━━━━━ Text provided
3. SAME-SPECIAL DEFENSE-STATE PRACTICE-NOTICE.

Under the law of Michigan that a notice of special defense to be attached to a plea of the general issue is sufficient if it informs the plaintiff of the substance of the matter proposed to be shown under it, a notice of special defense to an action on a note given for the price of the machinery and sunken hull of a vessel, alleging that at the time of the purchase the hull was submerged, and that plaintiff induced defendants to make the purchase by representations detailed with regard to the condition of the hull, its value, etc., as of his own knowledge, and warranted such representations to be true, but that the same were false, and that it was thereafter discovered that the hull was worthless, whereupon defendants demanded their note and their expenses incurred in endeavoring to raise the hull, for which judgment was demanded in favor of defendants with the cancellation of the note, was sufficient to raise the issue of defendants' right to a cancellation of the note for fraud.

4. SAME-DAMAGES.

Where defendants were induced to enter into a contract for the purchase of the machinery and sunken hull of a vessel by reason of plaintiff's false representations, and on attempting to raise the hull it was found to be worthless, defendants, in addition to a rescission of the contract, were entitled to recover the reasonable expense incurred by them in endeavoring to raise the hull before its true condition was discovered. 5. SAME-Evidence.
━━━━━━━━━━
● **Task directions**: Write out the case headnotes starting with "4. SAME-DAMAGES." and going on through "discovered. 5. SAME-Evidence.". The lines that follow come from a separate source, not from the case headnotes.
━━━━━ Dataset content
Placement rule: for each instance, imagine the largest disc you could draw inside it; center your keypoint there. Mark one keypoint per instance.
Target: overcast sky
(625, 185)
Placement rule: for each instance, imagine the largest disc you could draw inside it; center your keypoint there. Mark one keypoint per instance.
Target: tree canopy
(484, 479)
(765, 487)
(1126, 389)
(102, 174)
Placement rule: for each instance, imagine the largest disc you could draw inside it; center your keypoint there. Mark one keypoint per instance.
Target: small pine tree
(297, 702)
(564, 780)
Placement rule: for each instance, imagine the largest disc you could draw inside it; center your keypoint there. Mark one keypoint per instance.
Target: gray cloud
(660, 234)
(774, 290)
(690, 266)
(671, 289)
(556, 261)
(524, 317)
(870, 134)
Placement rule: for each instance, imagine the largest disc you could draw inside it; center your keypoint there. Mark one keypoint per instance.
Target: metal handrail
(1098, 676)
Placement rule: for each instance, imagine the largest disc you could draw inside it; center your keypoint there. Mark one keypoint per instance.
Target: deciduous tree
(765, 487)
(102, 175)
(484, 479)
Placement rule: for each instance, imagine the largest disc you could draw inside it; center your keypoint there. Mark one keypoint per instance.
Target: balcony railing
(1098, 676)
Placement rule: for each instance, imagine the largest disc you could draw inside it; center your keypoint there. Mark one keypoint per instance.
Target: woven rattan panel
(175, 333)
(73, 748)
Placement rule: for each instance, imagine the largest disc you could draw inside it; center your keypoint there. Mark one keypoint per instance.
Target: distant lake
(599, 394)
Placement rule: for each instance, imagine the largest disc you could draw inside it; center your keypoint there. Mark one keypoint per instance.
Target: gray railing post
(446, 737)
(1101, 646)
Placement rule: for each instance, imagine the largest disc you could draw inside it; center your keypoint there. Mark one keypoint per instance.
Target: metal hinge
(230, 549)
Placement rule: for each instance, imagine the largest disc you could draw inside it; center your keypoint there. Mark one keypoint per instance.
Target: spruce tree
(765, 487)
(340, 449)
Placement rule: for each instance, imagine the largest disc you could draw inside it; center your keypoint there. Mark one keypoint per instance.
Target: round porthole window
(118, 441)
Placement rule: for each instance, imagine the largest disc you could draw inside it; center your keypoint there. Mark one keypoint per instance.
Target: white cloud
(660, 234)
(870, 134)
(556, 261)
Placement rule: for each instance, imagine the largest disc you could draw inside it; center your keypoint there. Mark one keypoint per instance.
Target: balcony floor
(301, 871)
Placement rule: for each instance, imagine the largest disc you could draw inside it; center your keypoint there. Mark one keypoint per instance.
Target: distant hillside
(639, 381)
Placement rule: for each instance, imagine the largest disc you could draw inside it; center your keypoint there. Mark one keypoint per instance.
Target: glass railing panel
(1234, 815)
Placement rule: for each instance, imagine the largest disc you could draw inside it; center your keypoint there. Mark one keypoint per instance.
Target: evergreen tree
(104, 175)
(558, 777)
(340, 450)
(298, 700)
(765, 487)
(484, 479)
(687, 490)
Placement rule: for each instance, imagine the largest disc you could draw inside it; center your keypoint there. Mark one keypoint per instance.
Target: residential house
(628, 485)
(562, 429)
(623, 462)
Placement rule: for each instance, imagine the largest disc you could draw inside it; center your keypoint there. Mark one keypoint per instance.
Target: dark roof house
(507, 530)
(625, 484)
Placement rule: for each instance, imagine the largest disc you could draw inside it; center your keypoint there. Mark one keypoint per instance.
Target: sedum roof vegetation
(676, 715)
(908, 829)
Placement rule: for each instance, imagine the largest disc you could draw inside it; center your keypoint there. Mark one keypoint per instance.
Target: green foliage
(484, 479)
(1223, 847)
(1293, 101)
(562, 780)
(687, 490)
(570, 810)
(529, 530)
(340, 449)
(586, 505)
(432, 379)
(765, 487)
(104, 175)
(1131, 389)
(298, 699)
━━━━━━━━━━
● **Written response**:
4. SAME-DAMAGES.

Where defendants were induced to enter into a contract for the purchase of the machinery and sunken hull of a vessel by reason of plaintiff's false representations, and on attempting to raise the hull it was found to be worthless, defendants, in addition to a rescission of the contract, were entitled to recover the reasonable expense incurred by them in endeavoring to raise the hull before its true condition was discovered. 5. SAME-Evidence.